En aquellos días de casi primavera o tardío invierno, aun asustados por la asonada de Tejero, cuando se recuperó el carnaval de Badajoz, unos pocos disfraces a retales y sin sentido y un puñado de máscaras más circenses que otra cosa, deambulaban por San Francisco conformando la fotografía inicial de nuestra reciente historia del carnaval. Frente a esos pocos osados, unos cuantos más, expectantes y sin disfrazar, observábamos el cuadro, decidiendo si nos sumábamos al acontecimiento o salíamos corriendo por miedo. Ellos fueron, aquel año y los siguientes, quienes sentaron las bases de una fiesta que hoy es de muchos y, entonces, solo la siguieron unos pocos. Ellos creyeron en el disfraz, en la sátira, en el bombo y la guitarra, en la turuta y en el Menacho o el López, en la calle y en los bares, en la diversión y el revuelo. Prácticamente, no había normas, la competencia era otra cosa, los premios no daban prestigio sino satisfacción, no existía tradición, la organización se improvisaba cada año con la experiencia del anterior y a ello se añadía la apoyatura histórica, estética e intelectual a una fiesta con un pasado que fue mutilado durante cuarenta años.

┄┄┄┄┄┄┄┄┄┄┄┄┄┄┄┄┄┄┄┄

**Tus tareas:**
(a) Según el texto sobre el carnaval de Badajoz, ¿qué suceso tenía todavía asustada a la gente cuando se recuperó la fiesta?
(b) Reduce a una lista el párrafo del texto sobre el carnaval de Badajoz que empieza por "En aquellos días de casi primavera", sin perder sus datos principales.
(c) Continúa el texto sobre el carnaval de Badajoz a partir de su última frase.

**Registros de datos:**
┄┄┄┄┄┄┄┄┄┄┄┄┄┄┄┄┄┄┄┄

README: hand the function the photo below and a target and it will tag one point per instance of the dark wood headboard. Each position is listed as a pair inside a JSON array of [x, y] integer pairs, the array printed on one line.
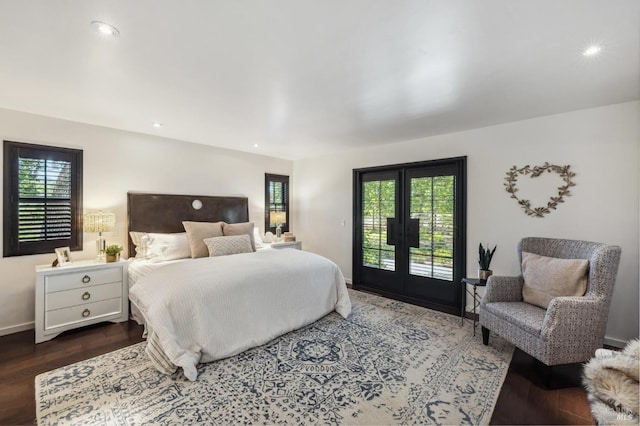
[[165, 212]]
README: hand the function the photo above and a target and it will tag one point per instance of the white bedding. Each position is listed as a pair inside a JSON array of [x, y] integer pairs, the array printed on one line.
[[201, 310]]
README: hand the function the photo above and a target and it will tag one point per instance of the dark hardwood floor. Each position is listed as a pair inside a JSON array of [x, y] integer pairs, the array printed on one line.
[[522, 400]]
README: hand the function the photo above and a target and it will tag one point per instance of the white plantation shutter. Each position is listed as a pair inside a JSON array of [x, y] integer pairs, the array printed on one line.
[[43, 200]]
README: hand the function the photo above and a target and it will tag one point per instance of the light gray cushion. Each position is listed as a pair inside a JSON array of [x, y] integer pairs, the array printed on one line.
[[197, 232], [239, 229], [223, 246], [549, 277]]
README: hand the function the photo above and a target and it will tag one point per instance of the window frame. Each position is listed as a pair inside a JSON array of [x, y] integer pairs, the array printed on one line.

┄┄┄┄┄┄┄┄┄┄┄┄┄┄┄┄┄┄┄┄

**Respuestas:**
(a) La asonada de Tejero.

(b)
- El carnaval de Badajoz se recuperó entre el final del invierno y el inicio de la primavera, cuando aún había miedo por la asonada de Tejero.
- Unos pocos disfraces improvisados y algunas máscaras de aire circense recorrían San Francisco.
- Otros, sin disfrazar, observaban y dudaban entre sumarse o huir.
- Aquellos pocos participantes sentaron, ese año y los siguientes, las bases de una fiesta que hoy es de muchos.
- Creyeron en el disfraz, la sátira, el bombo, la guitarra, la turuta, el Menacho o el López, la calle, los bares, la diversión y el revuelo.
- Casi no había normas ni tradición, y los premios daban satisfacción, no prestigio.
- La organización se improvisaba cada año con la experiencia del anterior.
- Se sumaba el apoyo histórico, estético e intelectual a una fiesta cuyo pasado había sido mutilado durante cuarenta años.

(c)
Los ochenta, cuando todos éramos más jóvenes, no fueron años precisos o enteros, más bien se comportaron como años revueltos y heridos pero llegamos al final de la década con un carnaval ya hecho. En menos de diez años, los concursos de murgas, coros y comparsas se habían estabilizado, había gente, había grupos que ya eran esencia del carnaval y Badajoz se unió a la explosión. No lo inventó Rojas pero sí que contribuyó a su expansión. No lo inventó la Falcap, que se creó casi a finales de la década pero se sumó a su articulación. No lo inventaron los distintos grupos ni los primeros impulsores pero es un hecho de justicia recordar a los Celdrán, Poblador, Pagador, Villafaina, Arbaizagoitia, El Lati, Hueso y tantos otros, aquellos primeros premiados como Blancacerril y los enanos de este país o Movida carioca y, después, El nombre da igual, Ab Libitum, Agüitas, Guatinay o Perigallos y Las Meninas (la primera murga femenina), Bullanguera, Desertores, Infectos o Dekebais. Cuando los noventa llegaron, toda la zona de Conquistadores era un hervidero de Carnaval como nunca ya más lo fue.

Su virtualidad radica en su espontaneidad, en su capacidad de atracción e integración. Tal vez se ha perdido frescura pero se ha ganado en pasión y lo mejor que se puede hacer por la fiesta es recordarle todo su pasado para que el futuro sea aún mejor.